[Object pointing dataset rows]
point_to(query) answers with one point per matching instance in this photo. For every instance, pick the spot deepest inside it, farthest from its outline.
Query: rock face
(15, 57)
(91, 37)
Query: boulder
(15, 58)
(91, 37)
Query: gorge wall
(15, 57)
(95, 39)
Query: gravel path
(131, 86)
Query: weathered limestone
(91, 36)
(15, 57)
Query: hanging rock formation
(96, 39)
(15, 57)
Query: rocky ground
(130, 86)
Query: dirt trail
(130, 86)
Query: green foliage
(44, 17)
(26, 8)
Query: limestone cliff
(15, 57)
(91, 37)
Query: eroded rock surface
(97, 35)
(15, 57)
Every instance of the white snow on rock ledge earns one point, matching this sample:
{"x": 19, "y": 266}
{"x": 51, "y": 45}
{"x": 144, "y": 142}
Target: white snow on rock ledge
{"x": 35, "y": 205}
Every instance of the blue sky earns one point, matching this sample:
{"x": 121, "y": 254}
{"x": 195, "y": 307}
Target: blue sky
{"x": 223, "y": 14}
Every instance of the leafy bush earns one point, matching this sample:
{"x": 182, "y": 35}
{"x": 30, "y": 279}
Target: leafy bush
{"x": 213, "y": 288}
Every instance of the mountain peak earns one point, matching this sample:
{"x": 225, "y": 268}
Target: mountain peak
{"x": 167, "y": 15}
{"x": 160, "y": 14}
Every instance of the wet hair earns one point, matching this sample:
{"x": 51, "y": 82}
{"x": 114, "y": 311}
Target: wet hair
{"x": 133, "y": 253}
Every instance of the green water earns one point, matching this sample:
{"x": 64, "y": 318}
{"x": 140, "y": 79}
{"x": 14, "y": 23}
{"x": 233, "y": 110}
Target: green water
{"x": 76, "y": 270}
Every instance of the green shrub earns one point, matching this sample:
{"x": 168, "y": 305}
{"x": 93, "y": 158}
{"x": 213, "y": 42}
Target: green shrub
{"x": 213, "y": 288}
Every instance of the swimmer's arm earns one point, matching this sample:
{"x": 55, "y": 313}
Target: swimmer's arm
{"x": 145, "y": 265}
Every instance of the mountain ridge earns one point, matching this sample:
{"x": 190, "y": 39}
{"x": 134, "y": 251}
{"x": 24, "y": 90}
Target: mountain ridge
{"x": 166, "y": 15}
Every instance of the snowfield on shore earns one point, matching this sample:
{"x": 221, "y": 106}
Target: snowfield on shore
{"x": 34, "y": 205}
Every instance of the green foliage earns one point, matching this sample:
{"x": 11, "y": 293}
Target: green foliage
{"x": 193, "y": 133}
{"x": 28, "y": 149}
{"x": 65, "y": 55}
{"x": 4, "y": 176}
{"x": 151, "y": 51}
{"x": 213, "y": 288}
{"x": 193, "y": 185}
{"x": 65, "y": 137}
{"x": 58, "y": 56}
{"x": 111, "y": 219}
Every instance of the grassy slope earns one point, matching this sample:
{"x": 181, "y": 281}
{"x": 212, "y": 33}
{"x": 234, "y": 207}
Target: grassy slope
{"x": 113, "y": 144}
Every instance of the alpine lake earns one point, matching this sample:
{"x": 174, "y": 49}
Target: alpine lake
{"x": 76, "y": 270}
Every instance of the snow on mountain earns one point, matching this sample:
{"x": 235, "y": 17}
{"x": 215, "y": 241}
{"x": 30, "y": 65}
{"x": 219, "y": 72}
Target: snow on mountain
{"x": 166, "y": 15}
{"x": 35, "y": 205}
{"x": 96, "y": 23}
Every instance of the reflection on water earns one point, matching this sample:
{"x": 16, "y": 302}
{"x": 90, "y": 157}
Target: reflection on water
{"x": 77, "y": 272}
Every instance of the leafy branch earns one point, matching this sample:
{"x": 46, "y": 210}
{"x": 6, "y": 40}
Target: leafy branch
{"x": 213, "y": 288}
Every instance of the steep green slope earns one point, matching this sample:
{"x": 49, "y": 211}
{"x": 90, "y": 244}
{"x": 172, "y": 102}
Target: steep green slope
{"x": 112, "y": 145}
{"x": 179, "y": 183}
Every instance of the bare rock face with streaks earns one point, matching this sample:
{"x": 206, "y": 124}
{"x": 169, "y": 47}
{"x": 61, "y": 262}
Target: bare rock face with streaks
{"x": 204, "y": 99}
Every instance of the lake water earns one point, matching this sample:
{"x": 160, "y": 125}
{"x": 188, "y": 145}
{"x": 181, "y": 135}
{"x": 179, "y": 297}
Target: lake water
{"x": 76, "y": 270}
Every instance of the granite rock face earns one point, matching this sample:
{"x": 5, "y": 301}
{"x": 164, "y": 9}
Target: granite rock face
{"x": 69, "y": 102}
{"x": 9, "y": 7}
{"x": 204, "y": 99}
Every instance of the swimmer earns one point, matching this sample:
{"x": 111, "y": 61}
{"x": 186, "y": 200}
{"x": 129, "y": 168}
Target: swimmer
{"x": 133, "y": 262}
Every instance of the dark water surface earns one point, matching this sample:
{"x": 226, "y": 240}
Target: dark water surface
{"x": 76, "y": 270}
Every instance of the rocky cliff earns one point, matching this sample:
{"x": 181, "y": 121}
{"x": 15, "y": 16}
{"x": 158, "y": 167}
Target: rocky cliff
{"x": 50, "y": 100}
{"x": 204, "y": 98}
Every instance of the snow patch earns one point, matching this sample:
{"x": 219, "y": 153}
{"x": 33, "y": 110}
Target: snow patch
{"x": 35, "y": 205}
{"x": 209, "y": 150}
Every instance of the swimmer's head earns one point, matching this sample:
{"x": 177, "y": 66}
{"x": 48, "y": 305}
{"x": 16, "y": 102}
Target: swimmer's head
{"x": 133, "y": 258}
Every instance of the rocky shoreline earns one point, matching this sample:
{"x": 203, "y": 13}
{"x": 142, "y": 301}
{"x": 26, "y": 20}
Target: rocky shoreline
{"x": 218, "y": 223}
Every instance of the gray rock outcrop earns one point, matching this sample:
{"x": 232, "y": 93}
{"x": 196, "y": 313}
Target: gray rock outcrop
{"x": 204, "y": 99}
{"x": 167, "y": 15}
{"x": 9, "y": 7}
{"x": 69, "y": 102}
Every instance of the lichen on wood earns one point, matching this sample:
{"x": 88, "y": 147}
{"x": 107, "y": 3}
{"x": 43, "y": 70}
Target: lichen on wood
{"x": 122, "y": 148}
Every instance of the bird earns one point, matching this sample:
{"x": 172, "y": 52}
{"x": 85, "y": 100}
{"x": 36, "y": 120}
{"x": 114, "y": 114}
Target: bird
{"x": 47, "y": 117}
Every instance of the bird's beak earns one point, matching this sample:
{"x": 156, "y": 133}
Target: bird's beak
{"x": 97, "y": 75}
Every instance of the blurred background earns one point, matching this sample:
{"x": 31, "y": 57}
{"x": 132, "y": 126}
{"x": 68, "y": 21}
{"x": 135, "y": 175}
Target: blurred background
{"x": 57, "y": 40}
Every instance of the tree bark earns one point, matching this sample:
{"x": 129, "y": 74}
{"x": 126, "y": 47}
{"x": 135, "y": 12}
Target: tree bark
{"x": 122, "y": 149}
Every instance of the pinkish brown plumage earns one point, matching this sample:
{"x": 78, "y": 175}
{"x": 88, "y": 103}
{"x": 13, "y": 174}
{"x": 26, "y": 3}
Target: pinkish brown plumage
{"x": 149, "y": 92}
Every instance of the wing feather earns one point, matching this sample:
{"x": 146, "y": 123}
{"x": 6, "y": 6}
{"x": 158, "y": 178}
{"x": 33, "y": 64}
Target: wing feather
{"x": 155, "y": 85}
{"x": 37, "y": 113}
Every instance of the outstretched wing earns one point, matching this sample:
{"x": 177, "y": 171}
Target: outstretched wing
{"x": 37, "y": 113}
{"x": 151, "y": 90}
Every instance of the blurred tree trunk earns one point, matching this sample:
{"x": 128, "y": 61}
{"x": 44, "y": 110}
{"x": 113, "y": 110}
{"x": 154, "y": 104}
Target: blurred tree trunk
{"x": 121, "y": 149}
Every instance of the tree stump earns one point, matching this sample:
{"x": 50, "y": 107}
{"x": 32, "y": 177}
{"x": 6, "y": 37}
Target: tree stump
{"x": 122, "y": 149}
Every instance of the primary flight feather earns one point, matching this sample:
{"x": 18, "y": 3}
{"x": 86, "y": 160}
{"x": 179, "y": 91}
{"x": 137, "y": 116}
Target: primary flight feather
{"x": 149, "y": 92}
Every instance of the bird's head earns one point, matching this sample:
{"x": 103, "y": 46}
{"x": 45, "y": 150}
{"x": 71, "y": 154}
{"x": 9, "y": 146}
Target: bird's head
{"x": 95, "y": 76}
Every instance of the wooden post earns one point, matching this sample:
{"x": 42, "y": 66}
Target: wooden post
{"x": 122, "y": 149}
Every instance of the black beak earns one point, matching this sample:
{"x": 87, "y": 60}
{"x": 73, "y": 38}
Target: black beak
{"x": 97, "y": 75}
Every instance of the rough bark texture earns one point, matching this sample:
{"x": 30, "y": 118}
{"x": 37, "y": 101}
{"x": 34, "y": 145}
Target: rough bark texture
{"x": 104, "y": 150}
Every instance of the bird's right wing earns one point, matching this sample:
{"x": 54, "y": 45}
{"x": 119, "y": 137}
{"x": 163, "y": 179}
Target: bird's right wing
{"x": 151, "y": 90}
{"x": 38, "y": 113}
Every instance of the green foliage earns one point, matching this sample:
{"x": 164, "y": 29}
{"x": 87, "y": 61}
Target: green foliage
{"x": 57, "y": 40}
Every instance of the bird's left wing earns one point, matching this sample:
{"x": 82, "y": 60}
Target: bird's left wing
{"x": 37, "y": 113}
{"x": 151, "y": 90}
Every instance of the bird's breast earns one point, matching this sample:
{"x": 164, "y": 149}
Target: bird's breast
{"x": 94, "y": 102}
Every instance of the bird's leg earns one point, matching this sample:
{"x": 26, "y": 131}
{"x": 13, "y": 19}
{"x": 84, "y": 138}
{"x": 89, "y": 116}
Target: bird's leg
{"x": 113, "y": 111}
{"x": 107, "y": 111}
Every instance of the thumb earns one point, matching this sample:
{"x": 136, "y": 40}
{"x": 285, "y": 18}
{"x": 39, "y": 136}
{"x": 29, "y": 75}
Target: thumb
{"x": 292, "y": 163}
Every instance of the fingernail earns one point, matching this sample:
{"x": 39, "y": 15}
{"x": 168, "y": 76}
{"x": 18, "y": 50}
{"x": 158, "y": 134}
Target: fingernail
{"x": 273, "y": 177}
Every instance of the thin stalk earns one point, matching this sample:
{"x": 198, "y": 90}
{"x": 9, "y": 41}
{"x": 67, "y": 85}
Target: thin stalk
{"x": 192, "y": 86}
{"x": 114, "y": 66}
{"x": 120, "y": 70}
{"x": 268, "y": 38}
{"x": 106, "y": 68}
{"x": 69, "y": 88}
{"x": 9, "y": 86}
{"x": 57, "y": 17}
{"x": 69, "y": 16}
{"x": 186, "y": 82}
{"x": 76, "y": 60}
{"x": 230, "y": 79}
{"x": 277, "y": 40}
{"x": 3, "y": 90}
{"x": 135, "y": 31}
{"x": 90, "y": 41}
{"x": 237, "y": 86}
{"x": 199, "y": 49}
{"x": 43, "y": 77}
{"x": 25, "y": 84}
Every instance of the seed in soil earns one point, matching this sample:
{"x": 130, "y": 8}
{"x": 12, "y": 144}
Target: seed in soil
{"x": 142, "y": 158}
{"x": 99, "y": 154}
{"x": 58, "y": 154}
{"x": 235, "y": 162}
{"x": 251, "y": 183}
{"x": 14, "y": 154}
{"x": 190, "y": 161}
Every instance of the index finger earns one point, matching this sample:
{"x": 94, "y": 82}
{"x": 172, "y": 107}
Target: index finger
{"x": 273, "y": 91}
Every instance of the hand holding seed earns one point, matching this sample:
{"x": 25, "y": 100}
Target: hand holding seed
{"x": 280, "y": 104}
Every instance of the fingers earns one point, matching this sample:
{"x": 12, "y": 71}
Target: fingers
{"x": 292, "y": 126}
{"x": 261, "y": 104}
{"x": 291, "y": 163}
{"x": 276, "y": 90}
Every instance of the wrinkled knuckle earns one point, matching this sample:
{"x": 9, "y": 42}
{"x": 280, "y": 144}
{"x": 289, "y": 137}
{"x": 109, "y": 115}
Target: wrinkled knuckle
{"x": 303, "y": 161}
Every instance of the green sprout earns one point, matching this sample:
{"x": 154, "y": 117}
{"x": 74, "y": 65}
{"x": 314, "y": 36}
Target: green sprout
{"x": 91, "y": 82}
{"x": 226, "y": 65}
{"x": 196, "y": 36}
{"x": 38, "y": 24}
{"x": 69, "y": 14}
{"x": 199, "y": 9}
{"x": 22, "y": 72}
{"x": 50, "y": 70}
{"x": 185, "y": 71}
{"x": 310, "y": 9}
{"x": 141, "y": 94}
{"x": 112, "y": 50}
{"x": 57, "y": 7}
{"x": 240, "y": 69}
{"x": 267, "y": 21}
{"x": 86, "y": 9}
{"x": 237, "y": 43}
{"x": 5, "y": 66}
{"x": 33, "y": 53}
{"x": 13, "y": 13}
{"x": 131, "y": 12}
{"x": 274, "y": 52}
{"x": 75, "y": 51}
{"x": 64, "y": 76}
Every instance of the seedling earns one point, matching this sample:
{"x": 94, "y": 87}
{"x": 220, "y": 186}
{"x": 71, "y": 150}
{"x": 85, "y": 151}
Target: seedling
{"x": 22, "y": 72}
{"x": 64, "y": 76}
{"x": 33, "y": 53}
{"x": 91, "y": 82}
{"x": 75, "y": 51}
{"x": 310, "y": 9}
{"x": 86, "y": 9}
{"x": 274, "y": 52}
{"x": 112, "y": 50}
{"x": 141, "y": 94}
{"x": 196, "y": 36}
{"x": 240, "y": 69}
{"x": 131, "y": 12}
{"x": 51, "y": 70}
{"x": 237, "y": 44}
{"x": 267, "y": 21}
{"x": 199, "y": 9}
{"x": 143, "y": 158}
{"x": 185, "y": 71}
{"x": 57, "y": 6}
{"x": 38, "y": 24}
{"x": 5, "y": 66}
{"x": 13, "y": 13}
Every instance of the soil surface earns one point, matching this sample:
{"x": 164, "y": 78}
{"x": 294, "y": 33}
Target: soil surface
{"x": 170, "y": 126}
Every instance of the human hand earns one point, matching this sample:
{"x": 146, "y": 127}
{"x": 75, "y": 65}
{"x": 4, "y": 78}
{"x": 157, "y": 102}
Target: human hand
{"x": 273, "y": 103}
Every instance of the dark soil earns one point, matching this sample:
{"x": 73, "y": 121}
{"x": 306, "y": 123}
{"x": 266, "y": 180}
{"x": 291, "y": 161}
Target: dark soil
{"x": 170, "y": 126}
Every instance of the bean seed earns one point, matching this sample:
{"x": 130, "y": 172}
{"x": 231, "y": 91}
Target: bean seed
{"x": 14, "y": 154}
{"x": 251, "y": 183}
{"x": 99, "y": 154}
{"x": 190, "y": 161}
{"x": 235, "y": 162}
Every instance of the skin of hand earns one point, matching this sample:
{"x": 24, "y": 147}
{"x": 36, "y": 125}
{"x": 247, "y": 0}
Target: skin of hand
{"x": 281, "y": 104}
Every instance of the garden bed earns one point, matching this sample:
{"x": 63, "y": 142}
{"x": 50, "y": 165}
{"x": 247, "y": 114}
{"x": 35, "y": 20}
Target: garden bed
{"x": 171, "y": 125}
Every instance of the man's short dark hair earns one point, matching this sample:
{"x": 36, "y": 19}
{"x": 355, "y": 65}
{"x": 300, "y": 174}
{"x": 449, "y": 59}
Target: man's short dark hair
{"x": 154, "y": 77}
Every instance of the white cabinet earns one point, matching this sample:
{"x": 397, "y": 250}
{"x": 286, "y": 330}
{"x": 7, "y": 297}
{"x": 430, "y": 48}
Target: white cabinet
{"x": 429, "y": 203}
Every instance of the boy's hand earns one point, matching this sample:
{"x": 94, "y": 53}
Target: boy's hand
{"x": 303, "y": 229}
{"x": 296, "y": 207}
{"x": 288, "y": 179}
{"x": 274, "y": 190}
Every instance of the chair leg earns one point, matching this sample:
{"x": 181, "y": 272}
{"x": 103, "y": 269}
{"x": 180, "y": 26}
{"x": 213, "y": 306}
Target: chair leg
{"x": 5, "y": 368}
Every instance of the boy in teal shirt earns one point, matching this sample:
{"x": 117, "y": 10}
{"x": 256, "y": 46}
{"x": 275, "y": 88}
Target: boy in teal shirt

» WHAT IS REQUIRED
Quote, without alteration, the final stretch of the entries: the line with "Every instance of the boy's" onward to the last line.

» EXPECTED ANSWER
Every instance of the boy's hand earns one point, matching this sample:
{"x": 94, "y": 53}
Target: boy's hand
{"x": 303, "y": 229}
{"x": 296, "y": 207}
{"x": 288, "y": 179}
{"x": 274, "y": 190}
Every instance of the chair leg earns one point, matching this sample:
{"x": 181, "y": 272}
{"x": 103, "y": 269}
{"x": 180, "y": 26}
{"x": 213, "y": 306}
Target: chair leg
{"x": 5, "y": 368}
Every instance of the boy in teal shirt earns one point, matching this sample:
{"x": 117, "y": 10}
{"x": 256, "y": 46}
{"x": 275, "y": 88}
Target: boy in teal shirt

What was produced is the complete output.